Exercise details: Please state, using the text on prolactin and neurovascular coupling below, the test during which changes in oxygenated hemoglobin in the prefrontal cortices were evaluated.

Provided passage:
Prolactin regulates neurovascular coupling in male psychotic patients

Recent studies indicated that increased prolactin levels have negative effects on cognitive function in non-psychiatric populations and impair processing speed in patients with psychosis. According to the basic research, prolactin induces regional vasoconstriction via the inhibition of a vasodilatory beta-2-adrenergic receptor-mediated effect related to the nitrous oxide intracellular pathway. Thus, increased prolactin levels may have a risk of decreased regional cerebral blood flow against neuronal activities.

Fig. 1. Correlations between prolactin levels and NIRS integral values or initial values at frontal and temporal region of cerebral cortex in male subjects.

To investigate the relationship between prolactin levels and prefrontal hemodynamic responses, we performed near-infrared spectroscopy (NIRS) by 22-channel topography system for 86 psychiatric patients treated with or without antipsychotics that cause prolactin elevation by its dopamine D2 receptor blockade effect. And we measured serum prolactin levels within a week from NIRS examination. Changes of the concentration of oxygenated hemoglobin in prefrontal cortices were evaluated during a verbal fluency test, and three NIRS indices (integral value: size of area during the activation, centroid value: centroid time of area throughout, and initial value: axis assessed by an initial change) were analyzed against prolactin levels and antipsychotic chlorpromazine equivalent doses by gender and by cortex region. Interestingly, serum prolactin levels were significantly negatively correlated with integral values and initial values in male subjects (Fig. 1), whereas no such correlations were found in female subjects and between the chlorpromazine equivalent doses and NIRS indices. These results indicated that a higher level in prolactin caused a decline in prefrontal hemodynamic responses in male subjects, independent of the dopamine D2 blockade.

The brain consumes high energy and requires adequate blood flow. The magnitude and spatial location of blood flow changes are tightly linked to changes in neuronal activity through a complex sequence of coordinated events involving neurons, astrocytes, and vascular cells, which is called neurovascular unit (NVU). The NVU is a physiological unit with specific structural and functional components. The recent concept of NVU consists of neurons, capillary endothelial cells, vascular tree with arterial smooth muscle cells, perivascular nerves from larger vessels, and astrocytes. Neuronal activity and blood flow are closely coupled by numerous mediators such as nitric oxide, ion channels, and astrocyte signalings. The mechanism how astrocytes regulate vascular smooth muscle contractility remains unclear, although they play a pivotal role on the formation, function, and elimination of synapses.  In response to enhanced neuronal activity, astrocytes may signal to blood vessels directly through gap junctions or indirectly releasing soluble factors, resulting in enhanced delivery of oxygen and glucose to the active brain region. According to our study, hyperprolactinemia decreased NIRS integral values and initial values during tasks in male subjects, which indicated prolactin reduces regional blood flow in men. Prolactin receptors are expressed on astrocytes, which controls various clinically-relevant functions. Signaling to vascular smooth muscle via prolactin receptors on astrocytes influences the vascular tonus. Prolactin may be involved in glial responses and modulate frontotemporal blood flow during tasks because activation of prolactin receptor initiates multiple second-messenger cascades, which influence vascular tonus (Fig. 2).

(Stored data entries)
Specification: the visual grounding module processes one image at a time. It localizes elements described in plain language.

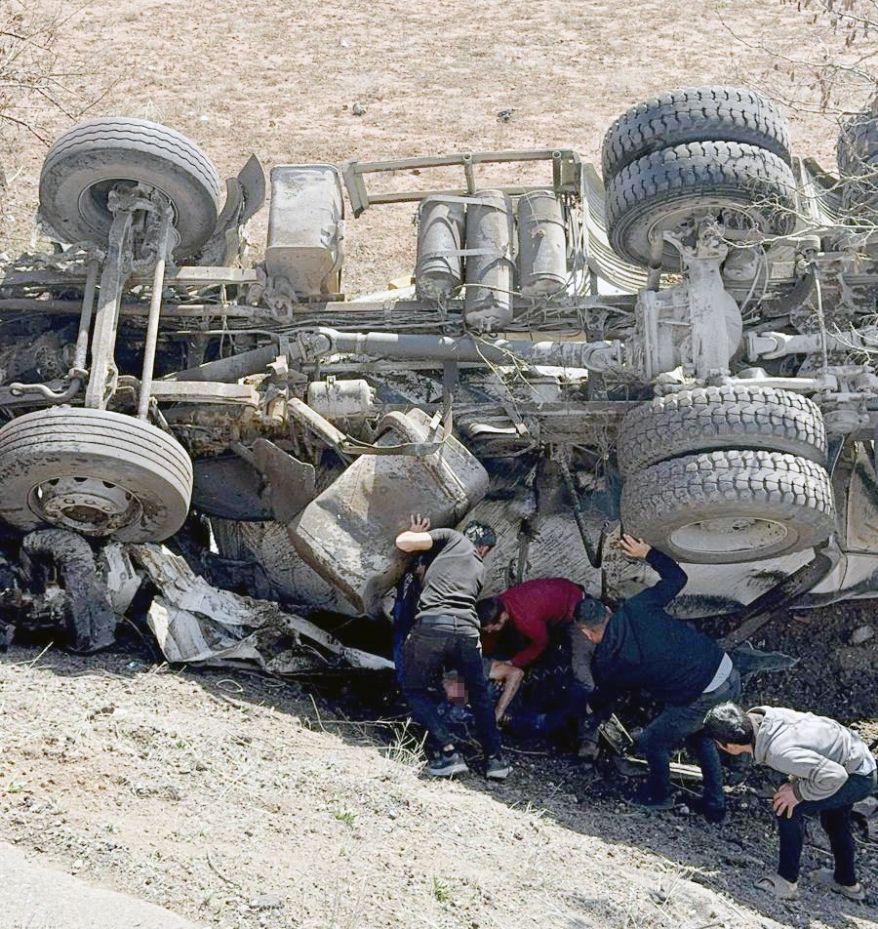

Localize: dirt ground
[0,0,878,929]
[0,607,878,929]
[0,0,859,294]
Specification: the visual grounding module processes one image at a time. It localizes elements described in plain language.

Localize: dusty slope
[0,649,878,929]
[0,0,868,292]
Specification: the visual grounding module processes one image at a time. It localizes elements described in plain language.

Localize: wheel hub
[670,516,790,556]
[32,477,141,536]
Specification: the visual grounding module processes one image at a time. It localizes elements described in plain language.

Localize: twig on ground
[205,849,243,890]
[18,642,55,668]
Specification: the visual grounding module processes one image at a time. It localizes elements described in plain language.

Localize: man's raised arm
[620,535,689,606]
[396,513,433,552]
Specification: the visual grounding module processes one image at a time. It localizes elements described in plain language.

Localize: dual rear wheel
[618,385,836,564]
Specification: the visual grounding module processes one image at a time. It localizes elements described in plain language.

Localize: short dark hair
[463,520,497,548]
[573,595,607,629]
[704,702,756,745]
[476,597,503,629]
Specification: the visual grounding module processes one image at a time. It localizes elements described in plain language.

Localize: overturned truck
[0,88,878,640]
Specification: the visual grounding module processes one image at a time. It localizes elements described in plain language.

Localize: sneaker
[427,752,469,777]
[630,790,674,813]
[810,868,866,901]
[485,755,512,781]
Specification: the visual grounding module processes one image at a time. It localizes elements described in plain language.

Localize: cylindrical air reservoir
[518,190,568,297]
[307,378,375,420]
[464,190,515,332]
[415,197,466,300]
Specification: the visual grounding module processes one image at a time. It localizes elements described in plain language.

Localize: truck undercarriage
[0,88,878,644]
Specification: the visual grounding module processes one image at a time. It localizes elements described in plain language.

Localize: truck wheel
[601,87,790,184]
[40,116,220,258]
[0,407,192,542]
[835,113,878,223]
[622,449,835,564]
[606,142,796,271]
[616,384,826,476]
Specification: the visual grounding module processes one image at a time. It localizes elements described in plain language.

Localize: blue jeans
[637,669,741,810]
[776,771,876,887]
[402,617,500,757]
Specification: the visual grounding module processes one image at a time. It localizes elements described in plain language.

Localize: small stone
[250,894,284,910]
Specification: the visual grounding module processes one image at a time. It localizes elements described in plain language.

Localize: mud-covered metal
[0,95,878,615]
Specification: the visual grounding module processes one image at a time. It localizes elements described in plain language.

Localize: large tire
[616,384,826,477]
[601,87,790,184]
[0,407,192,542]
[40,116,220,258]
[835,113,878,224]
[606,142,796,271]
[622,450,835,564]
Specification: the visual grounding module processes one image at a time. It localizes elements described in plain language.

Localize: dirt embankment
[0,604,878,929]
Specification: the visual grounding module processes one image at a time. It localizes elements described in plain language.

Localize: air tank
[464,190,515,332]
[415,197,466,301]
[518,190,568,297]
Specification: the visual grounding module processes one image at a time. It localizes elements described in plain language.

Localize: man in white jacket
[704,703,876,900]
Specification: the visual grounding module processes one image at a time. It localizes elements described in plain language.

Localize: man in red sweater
[476,577,594,757]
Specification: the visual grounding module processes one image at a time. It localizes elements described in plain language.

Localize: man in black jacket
[575,535,741,822]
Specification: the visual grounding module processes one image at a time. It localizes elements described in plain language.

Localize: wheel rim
[646,200,766,261]
[79,177,177,235]
[30,477,143,536]
[669,516,792,556]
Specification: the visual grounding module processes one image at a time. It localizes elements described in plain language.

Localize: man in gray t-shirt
[396,515,510,780]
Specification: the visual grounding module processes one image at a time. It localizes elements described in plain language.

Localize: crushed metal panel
[129,544,393,673]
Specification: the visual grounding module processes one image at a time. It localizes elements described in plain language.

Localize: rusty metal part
[253,439,316,523]
[85,208,134,410]
[300,328,624,371]
[22,529,116,653]
[137,203,179,419]
[73,258,101,375]
[558,454,609,568]
[162,343,283,384]
[342,148,582,216]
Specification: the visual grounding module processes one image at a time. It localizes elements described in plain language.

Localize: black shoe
[631,790,674,813]
[686,797,728,825]
[485,755,512,781]
[427,752,469,777]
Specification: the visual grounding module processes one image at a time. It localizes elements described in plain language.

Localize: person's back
[594,549,725,706]
[417,529,485,635]
[396,515,510,779]
[750,707,875,800]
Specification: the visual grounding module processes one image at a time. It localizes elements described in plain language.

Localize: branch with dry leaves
[0,0,112,145]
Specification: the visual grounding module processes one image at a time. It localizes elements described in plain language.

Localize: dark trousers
[777,771,876,887]
[402,617,500,756]
[638,669,741,809]
[509,681,592,736]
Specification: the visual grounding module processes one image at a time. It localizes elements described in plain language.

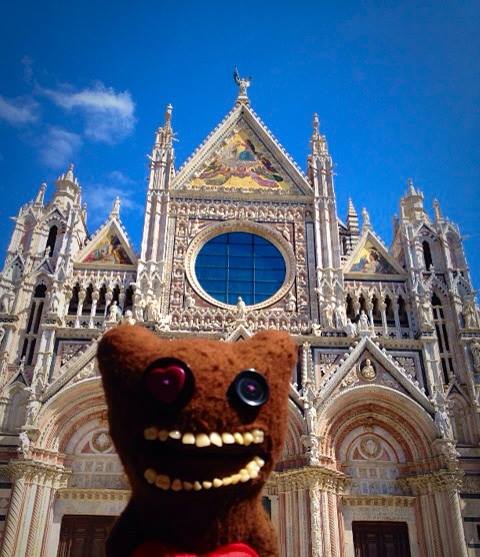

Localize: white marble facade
[0,86,480,557]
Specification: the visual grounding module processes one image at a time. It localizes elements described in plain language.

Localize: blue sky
[0,0,480,287]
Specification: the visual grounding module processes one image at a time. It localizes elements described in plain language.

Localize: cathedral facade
[0,83,480,557]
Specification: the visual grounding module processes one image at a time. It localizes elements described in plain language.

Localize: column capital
[267,466,350,495]
[7,460,71,489]
[398,470,464,495]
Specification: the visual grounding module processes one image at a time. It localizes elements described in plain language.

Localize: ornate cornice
[398,470,464,495]
[266,466,350,495]
[58,488,131,502]
[342,495,415,507]
[6,460,71,489]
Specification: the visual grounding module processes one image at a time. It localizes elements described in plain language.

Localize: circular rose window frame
[185,220,295,310]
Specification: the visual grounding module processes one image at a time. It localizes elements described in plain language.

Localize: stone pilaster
[0,461,68,557]
[267,466,348,557]
[402,470,467,557]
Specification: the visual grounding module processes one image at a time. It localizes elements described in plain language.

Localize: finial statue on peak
[233,66,252,103]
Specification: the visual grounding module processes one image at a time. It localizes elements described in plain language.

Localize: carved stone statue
[463,297,478,329]
[358,309,370,333]
[322,304,333,329]
[107,300,121,323]
[343,318,357,337]
[133,285,144,321]
[435,406,453,439]
[237,296,247,319]
[285,291,296,313]
[233,66,252,97]
[48,284,61,313]
[335,304,347,329]
[122,309,136,325]
[300,433,320,466]
[360,358,377,381]
[25,399,42,426]
[145,296,158,321]
[18,431,31,458]
[185,292,195,309]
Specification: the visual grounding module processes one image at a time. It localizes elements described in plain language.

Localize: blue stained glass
[195,232,286,305]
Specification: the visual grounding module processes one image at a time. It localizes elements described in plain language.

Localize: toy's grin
[143,426,265,492]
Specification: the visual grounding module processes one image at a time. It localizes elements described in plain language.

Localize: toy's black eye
[228,369,269,407]
[144,358,194,406]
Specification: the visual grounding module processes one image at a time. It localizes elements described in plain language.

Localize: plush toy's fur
[98,325,297,557]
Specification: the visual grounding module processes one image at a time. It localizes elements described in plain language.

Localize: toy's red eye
[144,358,193,405]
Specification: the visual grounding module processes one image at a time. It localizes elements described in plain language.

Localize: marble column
[0,468,26,557]
[0,461,68,557]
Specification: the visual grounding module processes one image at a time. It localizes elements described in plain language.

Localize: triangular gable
[44,207,67,222]
[75,219,137,269]
[344,230,405,278]
[319,337,433,413]
[35,257,55,275]
[173,104,312,195]
[225,325,253,342]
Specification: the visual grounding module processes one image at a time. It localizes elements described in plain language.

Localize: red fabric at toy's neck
[132,541,259,557]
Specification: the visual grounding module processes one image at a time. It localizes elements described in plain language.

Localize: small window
[422,240,433,271]
[45,225,58,257]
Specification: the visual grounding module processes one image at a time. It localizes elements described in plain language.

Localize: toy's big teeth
[143,456,265,491]
[143,426,265,448]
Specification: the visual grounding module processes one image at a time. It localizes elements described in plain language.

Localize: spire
[54,164,81,203]
[155,103,173,149]
[407,178,417,195]
[109,197,120,219]
[310,112,328,155]
[362,207,372,234]
[400,178,428,222]
[34,182,47,207]
[433,199,443,222]
[347,197,360,235]
[233,66,252,106]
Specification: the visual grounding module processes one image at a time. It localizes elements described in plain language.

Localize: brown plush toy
[98,325,297,557]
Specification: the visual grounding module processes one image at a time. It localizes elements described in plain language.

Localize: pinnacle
[348,197,357,216]
[407,178,417,195]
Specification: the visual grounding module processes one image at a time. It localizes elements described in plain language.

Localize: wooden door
[352,522,410,557]
[57,515,116,557]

Response area: A verbal fluency test.